QUOTED PASSAGE:
Most of the congregations wanted in-person worship, particularly their younger members (with 87 percent of younger parishioners wanting in-person worship compared to 78 percent of middle-aged and 69 percent of older members). This suggests that “online worship has little future in Orthodox churches,” Krindatch said. He also found that faith and trust in clergy grew during the pandemic but that such attitudes declined in regard to bishops and their control of parishes. There was also a growth in optimism among members about working together and common decision-making in parishes. Yet, like most other congregations, there was continuing decline among youth.
(Krindatch’s report can be downloaded here: https://orthodoxreality.org/coronavirus-and-american-orthodox-parishes/)
Most Catholic universities and colleges are not following in the path of secularization trodden by their Protestant counterparts, even though the future of Catholic schools has shifted from the hands of religious orders to those of the laity. In a study of Catholic higher education published in the Journal for the Scientific Study of Religion (online in November), Baylor University researchers Perry Glanzer, Jessica Martin, Theodore Cockle and Scott Alexander measured the Catholic identity of colleges according to an Operationalizing Faith Identity Guide (OFIG) that they created, including such criteria as the presence of Catholic Mass, requiring the president to be Catholic, having centers and institutes related to religion and Catholicism, a statement of faith, and required theology courses. They found that the majority of Catholic colleges and universities have maintained some affiliation with the Catholic Church, that not one Catholic institution of the 181 studied was completely secular, and that all of them referred to their Catholic identity in their mission statements. In that, these institutions are very different from Protestant schools, 83 of which the researchers found to have no relation to their sponsoring churches.
Many of the Protestant colleges and universities occupied the extremes of the OFIG, either being largely secular or religious. In contrast, the Catholic schools were more in the middle of the spectrum. They required at least one theology course, had Mass available, and sponsored centers and institutes relating to religion. Yet the researchers found that the majority did not refer to Christian reasoning in their codes of conduct or require two or more Christian courses, and that less than five percent required faculty or staff to be Catholic. The researchers found that the most recent school started by a religious order was in 1965. The loss of the religious orders’ educational vitality has been replaced by lay-led, often conservative colleges that the researchers conclude “perceive that the more hostile higher-education culture requires…more distinctly Christian and separate institutions that maintain the Church’s educational mission and faithfulness.”

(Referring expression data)
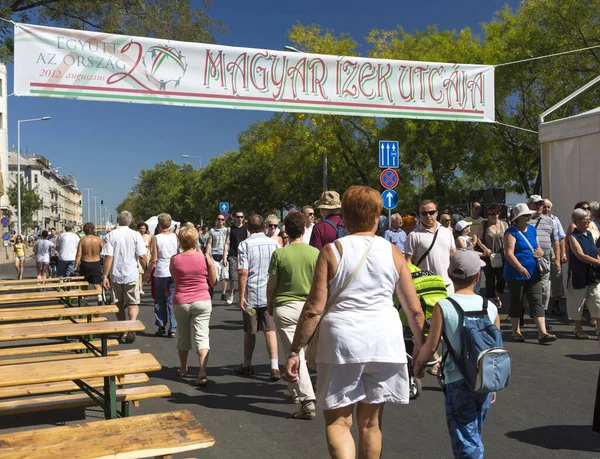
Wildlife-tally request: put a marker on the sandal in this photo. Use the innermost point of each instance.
(580, 334)
(434, 370)
(547, 339)
(245, 371)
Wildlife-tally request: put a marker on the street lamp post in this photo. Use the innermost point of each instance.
(45, 118)
(199, 158)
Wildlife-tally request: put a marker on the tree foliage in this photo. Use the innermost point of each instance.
(173, 19)
(30, 203)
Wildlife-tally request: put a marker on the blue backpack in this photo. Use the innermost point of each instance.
(484, 363)
(340, 228)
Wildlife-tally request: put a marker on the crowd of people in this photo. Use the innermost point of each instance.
(325, 286)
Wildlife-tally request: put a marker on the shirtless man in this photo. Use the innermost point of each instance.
(88, 253)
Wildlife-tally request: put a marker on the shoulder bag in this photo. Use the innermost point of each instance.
(543, 264)
(429, 249)
(310, 351)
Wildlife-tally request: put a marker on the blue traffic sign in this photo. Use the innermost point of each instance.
(388, 154)
(390, 199)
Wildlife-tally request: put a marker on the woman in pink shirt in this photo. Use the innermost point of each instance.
(193, 273)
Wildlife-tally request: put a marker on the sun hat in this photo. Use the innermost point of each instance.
(329, 200)
(461, 225)
(465, 263)
(534, 199)
(519, 210)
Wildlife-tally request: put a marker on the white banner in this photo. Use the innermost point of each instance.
(74, 64)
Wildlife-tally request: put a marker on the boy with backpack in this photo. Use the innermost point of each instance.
(475, 365)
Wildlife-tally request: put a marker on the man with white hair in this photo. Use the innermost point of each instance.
(395, 234)
(123, 248)
(556, 276)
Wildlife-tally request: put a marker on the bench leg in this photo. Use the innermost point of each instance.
(110, 398)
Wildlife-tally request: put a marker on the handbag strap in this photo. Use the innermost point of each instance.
(334, 297)
(429, 249)
(527, 240)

TASK DIRECTIONS:
Carry on the passage about Orthodox parishes and Catholic higher education from the point where it ends. The records have no connection to the text.

OUTPUT FOR THIS EXERCISE:
An updated longitudinal study of individuals who “deconverted” from their religions finds that they still retain a strong interest in spirituality, even more than those who remained in their faiths. The study, first published in 2009 by German psychologist Hans Streib, followed 272 participants from the U.S. and Germany, some of who (called “traditionalists” or “stayers”) remained in their religions while others were in the deconversion process (“movers”). Streib and a research team tracked down 45 of these interviewees (mostly the German participants this time around) in their new book, Deconversion Revisited (Vandenhoek & Ruprecht), and found that the pattern of the movers claiming a “more spiritual” self-identification had remained stable. There was also a decline in the “more religious than spiritual” identification. At the same time, those who deconverted in the original study showed greater rates of self-acceptance and finding meaning in life, while those deconverting in the second wave of the study showed lower rates of self-acceptance and finding meaning in life. Because of the small number of interviewees, Streib and his research team caution that their findings are not necessarily representative of the larger population of “deconverts.”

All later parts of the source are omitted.